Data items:
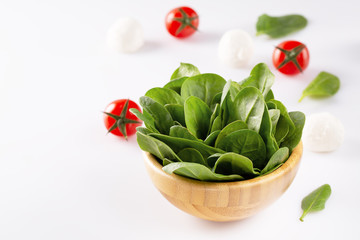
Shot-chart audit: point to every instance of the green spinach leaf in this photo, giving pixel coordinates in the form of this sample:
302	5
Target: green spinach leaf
249	107
146	118
283	114
232	163
269	95
324	85
176	84
191	155
185	70
277	159
266	132
211	138
164	96
274	117
204	86
181	132
277	27
247	143
156	147
292	140
260	77
177	112
316	200
230	128
198	172
197	116
177	144
162	118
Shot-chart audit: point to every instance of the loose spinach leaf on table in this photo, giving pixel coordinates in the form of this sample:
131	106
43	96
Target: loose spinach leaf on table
281	26
185	70
316	200
199	172
324	85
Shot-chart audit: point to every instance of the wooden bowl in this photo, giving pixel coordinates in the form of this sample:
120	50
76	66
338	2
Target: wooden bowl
224	201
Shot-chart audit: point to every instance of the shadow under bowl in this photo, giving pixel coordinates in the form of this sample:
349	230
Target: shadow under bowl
224	201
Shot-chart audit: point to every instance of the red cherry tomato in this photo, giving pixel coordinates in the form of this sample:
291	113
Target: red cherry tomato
291	57
182	22
118	120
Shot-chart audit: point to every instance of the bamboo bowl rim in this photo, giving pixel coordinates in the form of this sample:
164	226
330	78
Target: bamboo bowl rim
290	163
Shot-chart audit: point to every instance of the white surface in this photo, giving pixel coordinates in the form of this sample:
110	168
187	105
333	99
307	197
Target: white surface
323	132
236	48
62	177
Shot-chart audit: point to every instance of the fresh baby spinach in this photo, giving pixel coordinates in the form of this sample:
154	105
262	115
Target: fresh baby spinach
191	155
278	158
324	85
201	127
247	143
197	115
276	27
199	172
204	86
185	70
232	163
316	200
164	96
261	78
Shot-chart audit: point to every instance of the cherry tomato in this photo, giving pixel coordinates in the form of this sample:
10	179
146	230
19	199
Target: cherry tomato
291	57
118	120
182	22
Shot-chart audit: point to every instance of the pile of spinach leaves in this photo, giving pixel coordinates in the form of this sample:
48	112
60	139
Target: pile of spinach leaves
206	128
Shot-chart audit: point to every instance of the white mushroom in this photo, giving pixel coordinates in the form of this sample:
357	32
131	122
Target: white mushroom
125	35
323	133
236	48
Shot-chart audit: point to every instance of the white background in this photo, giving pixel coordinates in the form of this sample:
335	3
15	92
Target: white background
62	177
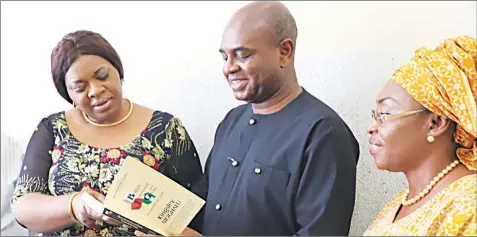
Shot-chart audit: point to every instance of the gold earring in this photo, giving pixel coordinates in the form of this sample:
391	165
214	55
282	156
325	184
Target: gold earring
431	139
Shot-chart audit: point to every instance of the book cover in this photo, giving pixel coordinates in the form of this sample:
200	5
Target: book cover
147	200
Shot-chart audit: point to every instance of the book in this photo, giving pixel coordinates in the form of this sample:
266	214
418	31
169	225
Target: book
146	200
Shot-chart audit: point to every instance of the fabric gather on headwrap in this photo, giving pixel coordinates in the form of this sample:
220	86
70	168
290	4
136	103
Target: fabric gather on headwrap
444	81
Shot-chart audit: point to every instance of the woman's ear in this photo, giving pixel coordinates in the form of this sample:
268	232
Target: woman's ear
438	125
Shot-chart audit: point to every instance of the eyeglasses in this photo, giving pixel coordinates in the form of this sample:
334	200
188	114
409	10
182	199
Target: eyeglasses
380	118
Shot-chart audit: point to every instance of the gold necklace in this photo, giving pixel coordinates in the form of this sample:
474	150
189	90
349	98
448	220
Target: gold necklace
426	191
111	124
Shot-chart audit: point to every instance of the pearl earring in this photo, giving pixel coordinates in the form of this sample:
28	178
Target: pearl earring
430	139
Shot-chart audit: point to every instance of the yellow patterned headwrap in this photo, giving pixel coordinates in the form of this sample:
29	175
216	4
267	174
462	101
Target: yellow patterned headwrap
444	81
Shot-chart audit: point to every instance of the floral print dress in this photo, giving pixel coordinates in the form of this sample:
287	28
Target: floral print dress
56	163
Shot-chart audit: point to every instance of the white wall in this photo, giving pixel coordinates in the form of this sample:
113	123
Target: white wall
346	52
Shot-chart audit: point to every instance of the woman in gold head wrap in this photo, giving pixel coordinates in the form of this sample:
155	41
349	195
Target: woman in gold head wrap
425	126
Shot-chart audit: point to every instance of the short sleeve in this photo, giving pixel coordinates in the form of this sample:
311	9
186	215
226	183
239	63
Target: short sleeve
33	177
461	219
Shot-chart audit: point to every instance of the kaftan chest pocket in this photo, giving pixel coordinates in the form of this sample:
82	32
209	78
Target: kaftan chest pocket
263	177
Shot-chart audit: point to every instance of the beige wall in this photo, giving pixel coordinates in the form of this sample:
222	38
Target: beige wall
346	52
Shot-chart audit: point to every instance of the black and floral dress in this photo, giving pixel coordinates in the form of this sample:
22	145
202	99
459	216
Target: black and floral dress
56	163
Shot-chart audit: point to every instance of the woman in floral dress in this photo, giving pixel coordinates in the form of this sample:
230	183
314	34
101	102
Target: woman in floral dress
82	149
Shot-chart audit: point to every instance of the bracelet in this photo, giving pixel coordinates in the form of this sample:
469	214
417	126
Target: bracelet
72	215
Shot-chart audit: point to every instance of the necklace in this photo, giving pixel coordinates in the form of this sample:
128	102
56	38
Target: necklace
111	124
406	202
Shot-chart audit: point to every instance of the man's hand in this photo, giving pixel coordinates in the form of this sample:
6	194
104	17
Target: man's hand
187	232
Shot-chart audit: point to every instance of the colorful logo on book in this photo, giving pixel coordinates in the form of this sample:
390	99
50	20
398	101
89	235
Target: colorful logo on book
136	202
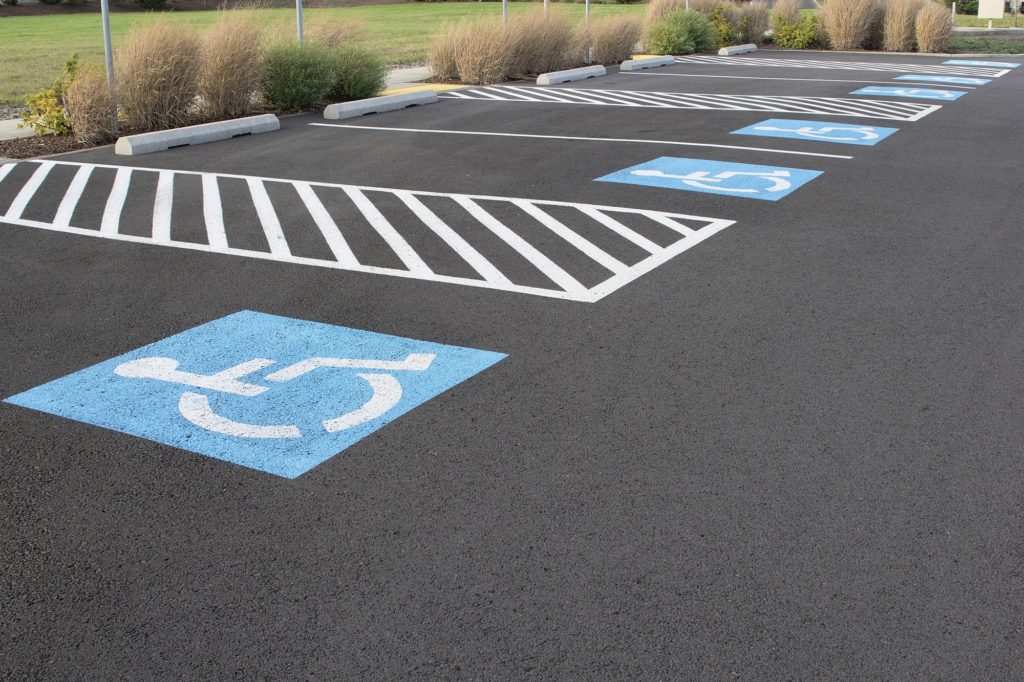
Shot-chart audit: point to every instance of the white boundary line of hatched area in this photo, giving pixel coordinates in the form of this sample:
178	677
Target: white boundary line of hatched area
866	109
949	70
548	239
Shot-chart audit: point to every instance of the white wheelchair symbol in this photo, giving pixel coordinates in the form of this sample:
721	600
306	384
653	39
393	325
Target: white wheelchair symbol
196	407
704	180
861	133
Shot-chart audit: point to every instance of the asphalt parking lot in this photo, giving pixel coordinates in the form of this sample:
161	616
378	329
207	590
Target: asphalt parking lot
565	382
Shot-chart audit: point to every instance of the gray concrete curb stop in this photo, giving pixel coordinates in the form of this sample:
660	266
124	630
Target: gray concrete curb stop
570	75
737	49
199	134
647	62
350	110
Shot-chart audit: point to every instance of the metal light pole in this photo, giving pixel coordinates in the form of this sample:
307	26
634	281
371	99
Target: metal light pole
104	8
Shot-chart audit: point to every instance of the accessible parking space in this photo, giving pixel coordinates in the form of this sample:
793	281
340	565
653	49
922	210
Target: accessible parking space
700	371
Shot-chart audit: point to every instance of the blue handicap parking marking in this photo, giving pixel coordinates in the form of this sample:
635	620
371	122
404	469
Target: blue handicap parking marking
822	131
953	80
916	93
272	393
975	62
766	182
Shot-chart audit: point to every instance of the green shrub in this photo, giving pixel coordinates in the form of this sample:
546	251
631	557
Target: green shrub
358	74
681	32
298	77
731	28
797	35
46	114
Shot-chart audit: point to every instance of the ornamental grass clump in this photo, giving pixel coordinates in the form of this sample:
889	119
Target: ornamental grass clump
933	27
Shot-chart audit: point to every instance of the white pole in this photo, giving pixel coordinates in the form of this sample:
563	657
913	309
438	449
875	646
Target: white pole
104	9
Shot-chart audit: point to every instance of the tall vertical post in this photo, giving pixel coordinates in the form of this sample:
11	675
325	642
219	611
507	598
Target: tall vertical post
104	8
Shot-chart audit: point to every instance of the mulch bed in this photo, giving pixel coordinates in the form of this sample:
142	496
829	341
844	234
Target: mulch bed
27	147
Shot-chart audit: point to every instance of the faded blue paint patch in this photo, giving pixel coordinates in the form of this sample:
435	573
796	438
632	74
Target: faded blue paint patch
765	182
954	80
975	62
914	93
283	408
820	131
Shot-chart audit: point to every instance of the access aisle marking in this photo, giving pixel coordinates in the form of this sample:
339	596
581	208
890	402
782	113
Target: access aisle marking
914	93
750	180
952	80
272	393
466	224
820	131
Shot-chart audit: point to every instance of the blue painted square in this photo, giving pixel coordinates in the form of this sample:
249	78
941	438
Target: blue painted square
975	62
954	80
766	182
272	393
914	93
820	131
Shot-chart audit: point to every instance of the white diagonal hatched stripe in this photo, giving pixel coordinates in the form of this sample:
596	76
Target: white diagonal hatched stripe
480	219
869	109
844	66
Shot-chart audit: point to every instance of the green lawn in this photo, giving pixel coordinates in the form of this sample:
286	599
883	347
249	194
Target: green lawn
35	47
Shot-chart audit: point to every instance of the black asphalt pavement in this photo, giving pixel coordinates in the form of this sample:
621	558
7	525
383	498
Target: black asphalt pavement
793	451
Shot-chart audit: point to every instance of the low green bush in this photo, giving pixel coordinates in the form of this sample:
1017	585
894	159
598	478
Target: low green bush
681	32
797	35
358	74
46	114
298	77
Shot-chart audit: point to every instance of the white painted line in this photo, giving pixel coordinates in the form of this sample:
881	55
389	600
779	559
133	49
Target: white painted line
808	80
622	229
72	197
335	241
28	192
585	139
116	202
550	269
162	207
571	224
213	213
453	239
268	218
387	230
596	254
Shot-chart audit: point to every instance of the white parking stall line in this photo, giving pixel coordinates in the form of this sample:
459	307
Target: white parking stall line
329	228
461	221
843	66
629	140
268	218
453	239
116	202
805	80
20	202
384	227
213	213
72	197
869	109
162	207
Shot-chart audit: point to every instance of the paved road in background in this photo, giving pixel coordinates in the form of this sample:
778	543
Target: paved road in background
702	403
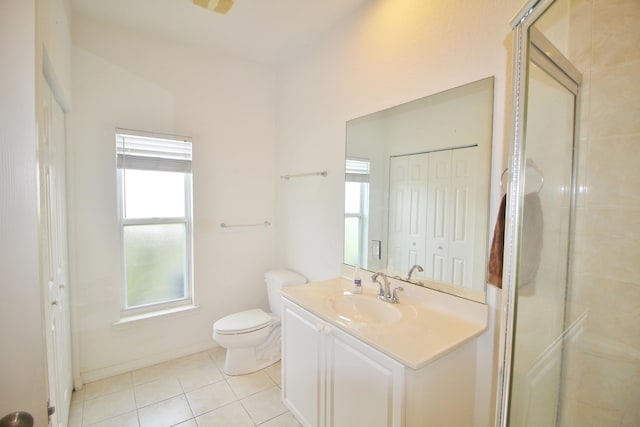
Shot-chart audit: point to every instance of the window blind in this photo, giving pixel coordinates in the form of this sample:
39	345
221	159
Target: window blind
146	152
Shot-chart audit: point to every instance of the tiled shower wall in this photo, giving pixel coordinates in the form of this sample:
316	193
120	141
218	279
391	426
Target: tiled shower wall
601	382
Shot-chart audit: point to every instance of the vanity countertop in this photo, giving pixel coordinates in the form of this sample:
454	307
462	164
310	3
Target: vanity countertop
422	335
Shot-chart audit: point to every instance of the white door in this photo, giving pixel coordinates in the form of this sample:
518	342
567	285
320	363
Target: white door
408	177
464	186
437	257
53	255
452	188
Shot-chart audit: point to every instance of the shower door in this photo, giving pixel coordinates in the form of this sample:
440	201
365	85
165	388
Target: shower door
543	260
541	207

# TASK:
Extract the closing run of lines, starting with the one containing "Shot-chart audit: point to every instance of the vanity" and ending at the last, exactly as written.

# COMPLETE RESPONSE:
Shot-chart audit: point to every instance of the vanity countertop in this photo, giving pixel coordinates in the form of this sample:
454	307
462	164
310	3
Target: vanity countertop
422	335
Shot-chart audit: point to every instance of the white door in this photo, giving pixel coordinates in the form of this sample:
518	342
567	285
320	363
Target: white door
408	177
464	186
437	257
53	255
452	188
Shot-chart audit: point to every instance of the shower door in this photo, giving pixel coordinates in the form of this sample:
440	201
365	85
165	388
Target: shower door
543	260
541	207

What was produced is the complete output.